- **WRITTEN EXERCISE**
Write out every line of the records below as a numbered list, skipping blank lines and omitting the pictures.

- **RECORDS FOR THE TASK**
▬▬▬▬▬▬▬▬▬▬

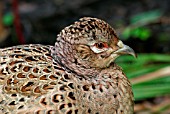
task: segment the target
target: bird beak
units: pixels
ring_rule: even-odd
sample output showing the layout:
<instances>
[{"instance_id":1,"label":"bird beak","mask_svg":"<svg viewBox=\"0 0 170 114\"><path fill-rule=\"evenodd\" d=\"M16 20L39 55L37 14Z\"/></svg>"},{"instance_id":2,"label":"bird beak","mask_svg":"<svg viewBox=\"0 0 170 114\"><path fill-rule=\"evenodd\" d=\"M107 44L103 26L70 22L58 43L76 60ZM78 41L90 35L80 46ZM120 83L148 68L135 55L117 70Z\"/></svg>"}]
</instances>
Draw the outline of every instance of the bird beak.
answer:
<instances>
[{"instance_id":1,"label":"bird beak","mask_svg":"<svg viewBox=\"0 0 170 114\"><path fill-rule=\"evenodd\" d=\"M137 58L136 53L134 52L134 50L132 48L130 48L129 46L123 44L123 42L121 40L119 40L119 42L117 43L117 45L120 47L120 49L118 49L117 51L115 51L114 53L119 54L119 55L132 55L135 58Z\"/></svg>"}]
</instances>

▬▬▬▬▬▬▬▬▬▬

- **RIGHT ANSWER**
1. task: segment the target
2. target: bird beak
3. units: pixels
4. ring_rule: even-odd
5. sample output showing the layout:
6. <instances>
7. [{"instance_id":1,"label":"bird beak","mask_svg":"<svg viewBox=\"0 0 170 114\"><path fill-rule=\"evenodd\" d=\"M16 20L39 55L37 14Z\"/></svg>"},{"instance_id":2,"label":"bird beak","mask_svg":"<svg viewBox=\"0 0 170 114\"><path fill-rule=\"evenodd\" d=\"M107 44L103 26L70 22L58 43L76 60ZM78 41L90 35L80 46ZM120 83L148 68L135 55L117 70Z\"/></svg>"}]
8. </instances>
9. Draw the outline of every instance of the bird beak.
10. answer:
11. <instances>
12. [{"instance_id":1,"label":"bird beak","mask_svg":"<svg viewBox=\"0 0 170 114\"><path fill-rule=\"evenodd\" d=\"M137 58L136 53L134 52L134 50L132 48L130 48L129 46L123 44L123 42L121 40L119 40L119 42L117 43L117 45L120 47L120 49L118 49L117 51L115 51L114 53L119 54L119 55L132 55L135 58Z\"/></svg>"}]
13. </instances>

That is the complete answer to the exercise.